▶ **About this exercise**: Each line from the one containing "Where can you find the leafy" through the last line of the records below is to be repeated as written, with nothing added.

▶ **Provided records**:

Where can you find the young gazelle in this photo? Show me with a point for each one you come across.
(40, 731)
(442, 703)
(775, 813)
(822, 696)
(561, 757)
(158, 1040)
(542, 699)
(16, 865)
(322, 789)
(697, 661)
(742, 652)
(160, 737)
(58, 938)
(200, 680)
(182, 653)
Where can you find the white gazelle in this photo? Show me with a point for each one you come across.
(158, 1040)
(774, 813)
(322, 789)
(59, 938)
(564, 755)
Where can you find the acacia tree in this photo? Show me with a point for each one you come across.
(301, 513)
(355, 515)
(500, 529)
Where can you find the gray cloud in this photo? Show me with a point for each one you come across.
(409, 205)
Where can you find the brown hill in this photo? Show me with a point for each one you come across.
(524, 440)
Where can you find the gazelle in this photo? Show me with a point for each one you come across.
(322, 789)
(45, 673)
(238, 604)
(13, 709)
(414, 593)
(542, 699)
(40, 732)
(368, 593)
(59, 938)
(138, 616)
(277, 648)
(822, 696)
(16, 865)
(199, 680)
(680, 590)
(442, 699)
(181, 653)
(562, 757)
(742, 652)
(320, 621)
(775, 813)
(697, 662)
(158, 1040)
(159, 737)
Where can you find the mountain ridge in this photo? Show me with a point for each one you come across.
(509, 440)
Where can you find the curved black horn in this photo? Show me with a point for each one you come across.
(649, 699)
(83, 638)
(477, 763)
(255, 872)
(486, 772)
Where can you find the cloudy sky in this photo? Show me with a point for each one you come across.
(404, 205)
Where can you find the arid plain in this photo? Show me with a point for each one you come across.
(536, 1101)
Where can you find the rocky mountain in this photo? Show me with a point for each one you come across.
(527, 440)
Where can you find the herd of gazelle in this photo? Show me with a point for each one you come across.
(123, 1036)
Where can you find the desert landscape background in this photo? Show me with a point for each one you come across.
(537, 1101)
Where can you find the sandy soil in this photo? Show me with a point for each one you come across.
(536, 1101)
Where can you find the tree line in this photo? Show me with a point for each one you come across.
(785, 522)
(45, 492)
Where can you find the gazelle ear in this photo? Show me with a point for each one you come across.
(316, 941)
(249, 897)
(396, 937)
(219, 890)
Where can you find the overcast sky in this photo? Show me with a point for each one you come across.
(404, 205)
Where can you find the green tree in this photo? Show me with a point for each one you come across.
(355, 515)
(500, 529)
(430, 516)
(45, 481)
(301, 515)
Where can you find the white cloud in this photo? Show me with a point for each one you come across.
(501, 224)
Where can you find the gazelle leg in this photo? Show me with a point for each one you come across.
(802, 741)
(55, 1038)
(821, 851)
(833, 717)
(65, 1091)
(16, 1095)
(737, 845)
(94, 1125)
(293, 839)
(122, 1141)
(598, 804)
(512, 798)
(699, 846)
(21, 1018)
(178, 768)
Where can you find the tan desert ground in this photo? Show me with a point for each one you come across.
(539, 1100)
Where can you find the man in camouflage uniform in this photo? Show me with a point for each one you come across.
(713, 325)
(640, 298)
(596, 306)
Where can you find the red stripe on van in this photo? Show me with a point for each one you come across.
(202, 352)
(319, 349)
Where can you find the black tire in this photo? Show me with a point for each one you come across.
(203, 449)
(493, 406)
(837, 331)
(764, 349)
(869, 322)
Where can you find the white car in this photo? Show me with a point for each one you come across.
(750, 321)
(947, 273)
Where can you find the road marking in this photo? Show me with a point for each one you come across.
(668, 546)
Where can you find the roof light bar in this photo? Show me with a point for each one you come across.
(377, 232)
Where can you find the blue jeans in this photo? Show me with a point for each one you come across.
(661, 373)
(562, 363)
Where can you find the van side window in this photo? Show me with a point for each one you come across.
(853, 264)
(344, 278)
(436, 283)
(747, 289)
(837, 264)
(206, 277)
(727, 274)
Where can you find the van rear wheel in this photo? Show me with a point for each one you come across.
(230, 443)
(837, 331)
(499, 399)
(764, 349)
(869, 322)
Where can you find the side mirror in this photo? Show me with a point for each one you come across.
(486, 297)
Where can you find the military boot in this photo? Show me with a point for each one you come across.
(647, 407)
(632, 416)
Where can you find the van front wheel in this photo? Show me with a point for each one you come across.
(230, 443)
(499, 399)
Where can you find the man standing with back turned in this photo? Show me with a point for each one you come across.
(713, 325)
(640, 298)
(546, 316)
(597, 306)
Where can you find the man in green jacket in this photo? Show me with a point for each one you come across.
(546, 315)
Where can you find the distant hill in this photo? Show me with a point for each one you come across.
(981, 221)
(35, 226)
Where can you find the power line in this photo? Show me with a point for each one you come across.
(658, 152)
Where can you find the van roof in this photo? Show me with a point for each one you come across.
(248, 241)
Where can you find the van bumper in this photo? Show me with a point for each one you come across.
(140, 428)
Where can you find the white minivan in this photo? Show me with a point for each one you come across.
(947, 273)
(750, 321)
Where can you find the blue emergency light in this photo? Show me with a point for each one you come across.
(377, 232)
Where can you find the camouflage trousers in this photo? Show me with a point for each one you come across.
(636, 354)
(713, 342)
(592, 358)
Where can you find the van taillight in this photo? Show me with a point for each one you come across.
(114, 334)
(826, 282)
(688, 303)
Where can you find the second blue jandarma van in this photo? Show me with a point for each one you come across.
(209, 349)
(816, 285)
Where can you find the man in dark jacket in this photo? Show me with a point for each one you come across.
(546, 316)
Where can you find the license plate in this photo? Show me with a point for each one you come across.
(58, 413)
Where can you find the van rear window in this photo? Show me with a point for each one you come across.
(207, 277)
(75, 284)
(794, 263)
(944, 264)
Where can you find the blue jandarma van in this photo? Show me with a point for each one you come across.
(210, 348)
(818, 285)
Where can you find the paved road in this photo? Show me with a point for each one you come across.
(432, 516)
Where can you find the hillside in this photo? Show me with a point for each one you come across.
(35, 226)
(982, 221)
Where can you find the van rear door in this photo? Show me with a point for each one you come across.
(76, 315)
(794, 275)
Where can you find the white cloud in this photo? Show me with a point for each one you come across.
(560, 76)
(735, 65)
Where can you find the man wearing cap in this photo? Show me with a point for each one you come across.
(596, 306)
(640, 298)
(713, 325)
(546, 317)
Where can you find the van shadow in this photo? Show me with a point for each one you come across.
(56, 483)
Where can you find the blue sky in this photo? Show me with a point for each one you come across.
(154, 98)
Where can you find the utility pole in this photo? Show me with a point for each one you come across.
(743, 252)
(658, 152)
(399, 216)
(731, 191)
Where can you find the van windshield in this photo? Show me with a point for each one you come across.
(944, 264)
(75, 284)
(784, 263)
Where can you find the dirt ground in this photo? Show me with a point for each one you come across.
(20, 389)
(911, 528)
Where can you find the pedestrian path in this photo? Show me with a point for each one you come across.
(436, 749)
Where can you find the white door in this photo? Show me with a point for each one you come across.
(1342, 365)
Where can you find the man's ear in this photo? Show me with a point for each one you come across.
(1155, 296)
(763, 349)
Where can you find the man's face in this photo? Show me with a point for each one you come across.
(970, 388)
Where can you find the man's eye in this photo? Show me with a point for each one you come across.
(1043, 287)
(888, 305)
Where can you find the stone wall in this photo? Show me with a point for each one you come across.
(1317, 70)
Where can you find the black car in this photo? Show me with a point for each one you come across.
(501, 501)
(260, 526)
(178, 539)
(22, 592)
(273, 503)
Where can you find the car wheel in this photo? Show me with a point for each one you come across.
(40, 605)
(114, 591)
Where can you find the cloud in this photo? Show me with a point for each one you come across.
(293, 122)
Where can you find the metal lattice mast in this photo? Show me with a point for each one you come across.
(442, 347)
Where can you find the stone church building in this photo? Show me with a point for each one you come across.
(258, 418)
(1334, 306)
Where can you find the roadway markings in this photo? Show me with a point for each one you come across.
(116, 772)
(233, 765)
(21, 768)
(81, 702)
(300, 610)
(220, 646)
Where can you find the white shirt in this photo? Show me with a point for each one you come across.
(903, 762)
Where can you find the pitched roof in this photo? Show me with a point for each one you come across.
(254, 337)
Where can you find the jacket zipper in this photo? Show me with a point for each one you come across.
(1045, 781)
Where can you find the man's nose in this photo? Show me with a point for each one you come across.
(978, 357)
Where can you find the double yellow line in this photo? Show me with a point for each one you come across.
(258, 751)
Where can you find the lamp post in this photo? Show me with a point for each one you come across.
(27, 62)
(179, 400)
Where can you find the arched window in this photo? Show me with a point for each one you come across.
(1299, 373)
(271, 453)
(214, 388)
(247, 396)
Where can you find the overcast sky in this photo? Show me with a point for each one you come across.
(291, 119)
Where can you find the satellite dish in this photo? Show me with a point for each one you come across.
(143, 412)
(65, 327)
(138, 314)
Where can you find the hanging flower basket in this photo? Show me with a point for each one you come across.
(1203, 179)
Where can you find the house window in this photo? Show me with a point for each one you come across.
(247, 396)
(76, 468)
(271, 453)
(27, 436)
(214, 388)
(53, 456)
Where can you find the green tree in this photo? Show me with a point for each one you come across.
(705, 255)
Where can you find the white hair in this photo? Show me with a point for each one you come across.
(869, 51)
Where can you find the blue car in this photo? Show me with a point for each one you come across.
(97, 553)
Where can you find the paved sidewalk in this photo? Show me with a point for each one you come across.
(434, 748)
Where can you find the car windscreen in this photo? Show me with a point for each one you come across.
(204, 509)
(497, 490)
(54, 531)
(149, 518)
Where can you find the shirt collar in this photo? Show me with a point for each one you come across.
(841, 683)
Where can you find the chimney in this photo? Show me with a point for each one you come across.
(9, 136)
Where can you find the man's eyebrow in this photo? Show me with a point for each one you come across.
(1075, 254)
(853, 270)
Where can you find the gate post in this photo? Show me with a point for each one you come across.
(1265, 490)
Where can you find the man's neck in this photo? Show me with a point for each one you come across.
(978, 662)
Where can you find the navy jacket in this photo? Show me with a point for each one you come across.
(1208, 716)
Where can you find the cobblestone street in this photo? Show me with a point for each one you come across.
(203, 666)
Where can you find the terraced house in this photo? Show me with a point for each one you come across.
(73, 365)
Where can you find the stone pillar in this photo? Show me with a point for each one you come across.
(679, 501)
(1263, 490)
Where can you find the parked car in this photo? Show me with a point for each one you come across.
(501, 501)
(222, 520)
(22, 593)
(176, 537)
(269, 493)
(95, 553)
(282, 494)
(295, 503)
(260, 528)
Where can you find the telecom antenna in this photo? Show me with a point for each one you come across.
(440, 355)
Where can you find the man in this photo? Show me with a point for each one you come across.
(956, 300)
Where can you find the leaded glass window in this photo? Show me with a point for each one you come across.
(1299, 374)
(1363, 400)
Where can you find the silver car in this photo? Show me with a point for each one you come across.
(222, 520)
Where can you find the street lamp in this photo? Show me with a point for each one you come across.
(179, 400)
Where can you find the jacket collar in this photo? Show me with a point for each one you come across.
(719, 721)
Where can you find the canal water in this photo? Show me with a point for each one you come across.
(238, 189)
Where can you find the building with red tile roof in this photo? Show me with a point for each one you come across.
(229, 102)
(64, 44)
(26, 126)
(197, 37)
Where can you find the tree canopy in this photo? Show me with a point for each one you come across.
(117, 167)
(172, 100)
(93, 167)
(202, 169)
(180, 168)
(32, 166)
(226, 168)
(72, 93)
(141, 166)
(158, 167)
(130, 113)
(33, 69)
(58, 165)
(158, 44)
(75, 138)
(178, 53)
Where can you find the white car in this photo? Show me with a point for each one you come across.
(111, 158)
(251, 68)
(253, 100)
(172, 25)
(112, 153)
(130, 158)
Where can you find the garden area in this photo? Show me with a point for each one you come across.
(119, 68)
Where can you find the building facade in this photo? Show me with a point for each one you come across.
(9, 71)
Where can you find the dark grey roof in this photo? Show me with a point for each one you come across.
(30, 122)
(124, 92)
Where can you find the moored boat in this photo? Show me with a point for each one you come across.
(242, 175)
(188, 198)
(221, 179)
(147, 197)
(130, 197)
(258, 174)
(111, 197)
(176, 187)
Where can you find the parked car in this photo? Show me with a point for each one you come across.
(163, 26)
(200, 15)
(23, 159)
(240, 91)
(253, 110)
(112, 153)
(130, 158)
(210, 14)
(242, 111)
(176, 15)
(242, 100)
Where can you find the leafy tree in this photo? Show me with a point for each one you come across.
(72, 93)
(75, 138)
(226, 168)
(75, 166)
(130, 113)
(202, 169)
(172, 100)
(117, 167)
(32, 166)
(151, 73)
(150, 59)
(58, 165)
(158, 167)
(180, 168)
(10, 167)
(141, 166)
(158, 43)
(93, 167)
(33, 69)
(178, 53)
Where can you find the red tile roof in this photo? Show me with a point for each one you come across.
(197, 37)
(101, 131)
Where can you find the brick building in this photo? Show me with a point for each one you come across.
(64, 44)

▶ **Result**:
Where can you find the leafy tree in this photo? Show me with a point for each one you come across.
(72, 93)
(75, 138)
(226, 168)
(75, 166)
(130, 113)
(202, 169)
(172, 100)
(117, 167)
(32, 166)
(151, 73)
(150, 59)
(58, 165)
(158, 167)
(180, 168)
(10, 167)
(141, 166)
(158, 43)
(93, 167)
(33, 69)
(178, 53)
Where can you find the red tile roof in this photo? Show me with a point for each one you come across.
(197, 37)
(101, 131)
Where can you find the brick building in this photo? Show me with a point for each one you come across.
(64, 44)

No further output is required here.